• **PROBLEM TO SOLVE**:
The entries are to be returned exactly as written.

#####

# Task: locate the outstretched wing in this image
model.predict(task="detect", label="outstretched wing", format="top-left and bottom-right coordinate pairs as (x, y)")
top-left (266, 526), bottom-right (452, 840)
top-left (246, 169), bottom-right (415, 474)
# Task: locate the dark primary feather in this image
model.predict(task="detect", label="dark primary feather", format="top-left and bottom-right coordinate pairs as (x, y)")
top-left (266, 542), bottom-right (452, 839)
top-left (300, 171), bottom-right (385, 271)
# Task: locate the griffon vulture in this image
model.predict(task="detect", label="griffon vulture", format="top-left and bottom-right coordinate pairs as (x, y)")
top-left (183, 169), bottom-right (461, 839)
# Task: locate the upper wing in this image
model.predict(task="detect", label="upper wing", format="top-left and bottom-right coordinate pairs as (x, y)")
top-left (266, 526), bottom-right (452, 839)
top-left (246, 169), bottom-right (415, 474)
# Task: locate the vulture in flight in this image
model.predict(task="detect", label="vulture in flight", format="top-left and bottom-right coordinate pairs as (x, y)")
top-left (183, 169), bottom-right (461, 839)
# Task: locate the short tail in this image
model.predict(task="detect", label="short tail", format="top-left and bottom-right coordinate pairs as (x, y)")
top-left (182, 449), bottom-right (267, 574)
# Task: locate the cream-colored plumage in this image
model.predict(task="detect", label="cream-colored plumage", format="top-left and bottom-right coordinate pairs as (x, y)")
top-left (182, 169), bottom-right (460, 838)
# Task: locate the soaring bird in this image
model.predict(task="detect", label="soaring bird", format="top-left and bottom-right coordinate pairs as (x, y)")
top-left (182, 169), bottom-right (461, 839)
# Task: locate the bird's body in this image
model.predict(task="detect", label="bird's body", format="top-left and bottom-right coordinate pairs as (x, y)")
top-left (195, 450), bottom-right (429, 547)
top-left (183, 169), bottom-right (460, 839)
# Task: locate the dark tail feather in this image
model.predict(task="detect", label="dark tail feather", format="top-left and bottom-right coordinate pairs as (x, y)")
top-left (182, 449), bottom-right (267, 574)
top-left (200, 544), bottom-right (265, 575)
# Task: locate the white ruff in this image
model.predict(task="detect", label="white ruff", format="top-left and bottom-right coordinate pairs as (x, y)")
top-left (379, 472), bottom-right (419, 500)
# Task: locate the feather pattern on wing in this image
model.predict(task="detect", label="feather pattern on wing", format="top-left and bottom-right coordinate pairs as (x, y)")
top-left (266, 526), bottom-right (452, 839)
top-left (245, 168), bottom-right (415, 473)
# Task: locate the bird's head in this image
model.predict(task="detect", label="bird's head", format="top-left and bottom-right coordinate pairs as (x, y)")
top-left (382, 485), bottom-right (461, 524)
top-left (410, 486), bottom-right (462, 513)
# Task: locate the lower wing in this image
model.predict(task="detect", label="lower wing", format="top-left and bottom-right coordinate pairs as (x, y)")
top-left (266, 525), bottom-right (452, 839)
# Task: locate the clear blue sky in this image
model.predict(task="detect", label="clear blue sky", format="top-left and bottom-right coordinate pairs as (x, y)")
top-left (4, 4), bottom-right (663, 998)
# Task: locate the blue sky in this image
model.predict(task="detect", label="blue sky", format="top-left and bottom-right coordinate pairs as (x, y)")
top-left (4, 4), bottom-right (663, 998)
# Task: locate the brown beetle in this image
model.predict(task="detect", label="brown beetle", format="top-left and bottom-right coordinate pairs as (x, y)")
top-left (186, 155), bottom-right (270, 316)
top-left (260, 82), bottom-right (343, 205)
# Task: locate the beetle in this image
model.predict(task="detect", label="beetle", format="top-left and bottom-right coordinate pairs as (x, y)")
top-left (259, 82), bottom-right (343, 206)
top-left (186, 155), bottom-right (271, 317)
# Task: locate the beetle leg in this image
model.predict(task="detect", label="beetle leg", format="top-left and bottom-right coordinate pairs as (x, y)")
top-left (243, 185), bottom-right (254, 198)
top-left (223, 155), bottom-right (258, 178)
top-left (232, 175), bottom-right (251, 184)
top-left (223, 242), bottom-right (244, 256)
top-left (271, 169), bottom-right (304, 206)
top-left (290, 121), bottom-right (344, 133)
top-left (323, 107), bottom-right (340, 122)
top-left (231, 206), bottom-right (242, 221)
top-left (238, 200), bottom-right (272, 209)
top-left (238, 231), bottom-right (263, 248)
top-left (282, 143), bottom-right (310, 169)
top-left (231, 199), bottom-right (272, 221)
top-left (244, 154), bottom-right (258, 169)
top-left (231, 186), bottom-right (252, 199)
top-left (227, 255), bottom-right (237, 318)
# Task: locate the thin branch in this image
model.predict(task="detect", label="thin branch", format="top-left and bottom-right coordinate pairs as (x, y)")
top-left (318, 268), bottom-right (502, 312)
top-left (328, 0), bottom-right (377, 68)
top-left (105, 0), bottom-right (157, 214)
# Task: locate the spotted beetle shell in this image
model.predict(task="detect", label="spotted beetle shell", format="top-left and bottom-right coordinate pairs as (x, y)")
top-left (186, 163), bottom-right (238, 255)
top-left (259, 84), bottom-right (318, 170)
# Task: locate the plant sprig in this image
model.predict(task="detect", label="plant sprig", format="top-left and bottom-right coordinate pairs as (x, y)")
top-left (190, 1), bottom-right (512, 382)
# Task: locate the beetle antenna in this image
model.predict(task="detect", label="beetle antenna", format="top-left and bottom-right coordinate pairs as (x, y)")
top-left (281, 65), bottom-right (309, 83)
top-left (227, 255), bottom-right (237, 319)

#####

• **RESPONSE TO THIS TASK**:
# Task: locate the outstretched wing in this image
model.predict(task="detect", label="outstretched wing", format="top-left and bottom-right coordinate pairs as (x, y)")
top-left (266, 526), bottom-right (452, 840)
top-left (246, 169), bottom-right (415, 474)
# Task: locate the dark primary feather in this image
model.predict(task="detect", label="dark primary feather", format="top-left and bottom-right coordinate pairs as (x, y)")
top-left (266, 542), bottom-right (452, 839)
top-left (300, 171), bottom-right (385, 271)
# Task: locate the griffon vulture in this image
model.predict(task="detect", label="griffon vulture", format="top-left and bottom-right coordinate pairs as (x, y)")
top-left (183, 169), bottom-right (461, 839)
# Task: locate the upper wing in this image
model.predict(task="detect", label="upper wing", format="top-left and bottom-right coordinate pairs as (x, y)")
top-left (266, 526), bottom-right (452, 839)
top-left (246, 169), bottom-right (415, 474)
# Task: locate the vulture in flight in this image
model.predict(task="detect", label="vulture in flight", format="top-left and bottom-right coordinate pairs as (x, y)")
top-left (183, 169), bottom-right (461, 839)
# Task: locate the short tail in this image
model.predict(task="detect", label="short tail", format="top-left and bottom-right coordinate pairs as (x, y)")
top-left (182, 449), bottom-right (267, 574)
# Task: locate the cream-colored plumage in this image
model.predict(task="detect", label="cream-colored plumage", format="top-left and bottom-right coordinate pairs as (x, y)")
top-left (182, 169), bottom-right (460, 838)
# Task: locate the soaring bird in this image
model.predict(task="detect", label="soaring bird", format="top-left and bottom-right coordinate pairs as (x, y)")
top-left (182, 169), bottom-right (461, 839)
# Task: locate the bird's body in this image
model.predict(task="detect", label="bird's body", format="top-left and bottom-right coordinate pairs as (x, y)")
top-left (195, 450), bottom-right (429, 547)
top-left (183, 169), bottom-right (460, 839)
# Task: locate the dark tail feather in this image
model.predict(task="detect", label="dark tail feather", format="top-left and bottom-right coordinate pairs as (x, y)")
top-left (182, 449), bottom-right (267, 574)
top-left (200, 544), bottom-right (265, 575)
# Task: locate the white ruff in this image
model.predict(task="detect", label="white ruff", format="top-left and bottom-right coordinate pairs as (x, y)")
top-left (379, 472), bottom-right (419, 500)
# Task: locate the feather pattern on wing in this image
model.predict(task="detect", label="feather pattern on wing", format="top-left and bottom-right coordinate pairs as (x, y)")
top-left (266, 526), bottom-right (452, 839)
top-left (245, 168), bottom-right (415, 473)
# Task: locate the bird's head in this image
model.predict(task="detect", label="bird's head", format="top-left and bottom-right coordinate pairs as (x, y)")
top-left (382, 485), bottom-right (461, 524)
top-left (410, 486), bottom-right (462, 513)
# Task: locate the lower wing in this image
model.predict(task="detect", label="lower wing", format="top-left and bottom-right coordinate pairs as (x, y)")
top-left (266, 525), bottom-right (452, 839)
# Task: locate the clear blue sky in this image
model.predict(task="detect", label="clear blue sky", format="top-left and bottom-right coordinate pairs as (x, y)")
top-left (4, 4), bottom-right (663, 998)
# Task: locate the blue sky in this image
model.predict(task="detect", label="blue sky", format="top-left and bottom-right coordinate pairs as (x, y)")
top-left (4, 4), bottom-right (663, 998)
# Task: locate the brown beetle in this image
model.predict(task="detect", label="brown beetle", format="top-left and bottom-right coordinate pairs as (x, y)")
top-left (186, 155), bottom-right (270, 316)
top-left (260, 82), bottom-right (343, 205)
# Task: locate the beetle in this image
model.predict(task="detect", label="beetle", format="top-left and bottom-right coordinate pairs as (x, y)")
top-left (259, 82), bottom-right (343, 206)
top-left (186, 155), bottom-right (271, 317)
# Task: locate the beetle leg in this image
model.predict(task="detect", label="beetle leg", format="top-left and bottom-right coordinate pairs as (x, y)")
top-left (243, 185), bottom-right (254, 198)
top-left (223, 155), bottom-right (258, 178)
top-left (232, 175), bottom-right (251, 184)
top-left (223, 242), bottom-right (244, 256)
top-left (271, 169), bottom-right (304, 206)
top-left (290, 121), bottom-right (344, 133)
top-left (323, 107), bottom-right (340, 122)
top-left (231, 206), bottom-right (242, 221)
top-left (238, 200), bottom-right (272, 209)
top-left (238, 231), bottom-right (263, 248)
top-left (282, 143), bottom-right (310, 169)
top-left (231, 199), bottom-right (272, 221)
top-left (244, 154), bottom-right (258, 169)
top-left (231, 186), bottom-right (252, 199)
top-left (227, 255), bottom-right (237, 318)
# Task: locate the thin branch in this image
model.predict(task="detect", label="thin branch", format="top-left and bottom-right coordinate pairs as (x, y)")
top-left (318, 268), bottom-right (502, 312)
top-left (328, 0), bottom-right (377, 68)
top-left (105, 0), bottom-right (157, 214)
# Task: locate the spotted beetle shell in this image
model.predict(task="detect", label="spotted beetle shell", format="top-left and bottom-right coordinate pairs as (x, y)")
top-left (186, 163), bottom-right (238, 255)
top-left (259, 84), bottom-right (318, 170)
# Task: locate the plant sprig in this image
model.predict(task="detect", label="plant sprig", format="top-left and bottom-right coordinate pairs as (x, y)")
top-left (190, 1), bottom-right (512, 382)
# Task: locate the beetle antenna in this image
model.predict(task="detect", label="beetle antenna", format="top-left and bottom-right coordinate pairs as (x, y)")
top-left (281, 65), bottom-right (309, 83)
top-left (227, 255), bottom-right (237, 319)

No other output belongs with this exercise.